- TEXT SEGMENT
Dissidence, Creativity, and Embargo Art in Nuha Al-Radi's Baghdad Diaries
Brinda Mehta

For almost a full decade, an inhuman campaign of sanctions—the most complete ever in recorded history—has destroyed Iraq as a modern state, decimated its people, and ruined its agriculture, its educational and health care systems, as well as its entire infrastructure. All this has been done by the United States and United Kingdom, misusing United Nations resolutions against innocent civilians.

——Edward Saïd

The current state of geopolitical anomie unleashed by the forces of globalization and Western capitalism has created a new world disorder in which war is the preferred agenda of a masculinist elite to advance the interest of a petrol-fueled U.S. and European hegemony. As the war in Iraq illustrates, the male culture of violence formulates the language of international diplomacy that disfavors negotiation and open-ended dialogue by thwarting creative solutions to accommodate peace and conflict resolution.

- LISTED RECORDS
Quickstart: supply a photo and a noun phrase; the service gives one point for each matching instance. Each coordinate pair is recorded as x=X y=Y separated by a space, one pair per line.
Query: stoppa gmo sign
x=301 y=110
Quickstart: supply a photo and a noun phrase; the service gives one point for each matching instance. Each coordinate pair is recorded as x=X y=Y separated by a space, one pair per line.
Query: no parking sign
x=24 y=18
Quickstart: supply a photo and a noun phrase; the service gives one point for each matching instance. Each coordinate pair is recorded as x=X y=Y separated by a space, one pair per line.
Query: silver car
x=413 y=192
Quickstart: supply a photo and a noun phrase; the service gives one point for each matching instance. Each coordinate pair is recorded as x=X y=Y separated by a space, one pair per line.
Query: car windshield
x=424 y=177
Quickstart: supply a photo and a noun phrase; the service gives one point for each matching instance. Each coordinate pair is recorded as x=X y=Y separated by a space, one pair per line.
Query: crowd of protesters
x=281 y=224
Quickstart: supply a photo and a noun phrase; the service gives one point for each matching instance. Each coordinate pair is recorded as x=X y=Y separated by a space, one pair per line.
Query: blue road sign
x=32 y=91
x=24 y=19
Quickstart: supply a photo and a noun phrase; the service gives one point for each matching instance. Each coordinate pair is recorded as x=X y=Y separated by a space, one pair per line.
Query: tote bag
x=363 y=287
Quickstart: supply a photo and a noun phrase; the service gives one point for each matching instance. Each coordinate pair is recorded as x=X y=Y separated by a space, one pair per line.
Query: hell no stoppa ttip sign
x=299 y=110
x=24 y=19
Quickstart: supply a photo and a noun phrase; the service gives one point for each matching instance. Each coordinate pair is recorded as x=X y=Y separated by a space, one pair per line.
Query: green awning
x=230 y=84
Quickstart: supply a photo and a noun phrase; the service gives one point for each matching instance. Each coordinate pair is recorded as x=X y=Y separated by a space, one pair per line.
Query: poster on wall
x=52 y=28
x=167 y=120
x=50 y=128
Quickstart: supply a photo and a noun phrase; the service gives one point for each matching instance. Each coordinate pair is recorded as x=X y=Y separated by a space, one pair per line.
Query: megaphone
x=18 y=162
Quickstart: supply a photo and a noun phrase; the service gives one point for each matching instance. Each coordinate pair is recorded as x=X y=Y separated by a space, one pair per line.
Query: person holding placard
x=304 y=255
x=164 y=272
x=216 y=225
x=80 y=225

- REQUIRED ACTIONS
**A)** Decide whether each statement agrees with the excerpt on Nuha Al-Radi's Baghdad Diaries: (i) the epigraph says the sanctions campaign lasted almost a full decade; (ii) the epigraph attributes the sanctions to the United Nations alone; (iii) the excerpt says the male culture of violence favors negotiation and open-ended dialogue. Answer yes or no for each, quoting the words of the excerpt that settle it.
**B)** Scale the records from their first line down to the line containing "x=301 y=110", both included, and reproduce those lines alone with their requests. Multiply every coordinate in the answers by 1.65 and round to whole numbers, with halves rounded up.

- RESPONSES
**A)**
(i) Yes: "For almost a full decade"
(ii) No: "All this has been done by the United States and United Kingdom, misusing United Nations resolutions against innocent civilians."
(iii) No: "disfavors negotiation and open-ended dialogue"

**B)**
Quickstart: supply a photo and a noun phrase; the service gives one point for each matching instance. Each coordinate pair is recorded as x=X y=Y separated by a space, one pair per line.
Query: stoppa gmo sign
x=497 y=182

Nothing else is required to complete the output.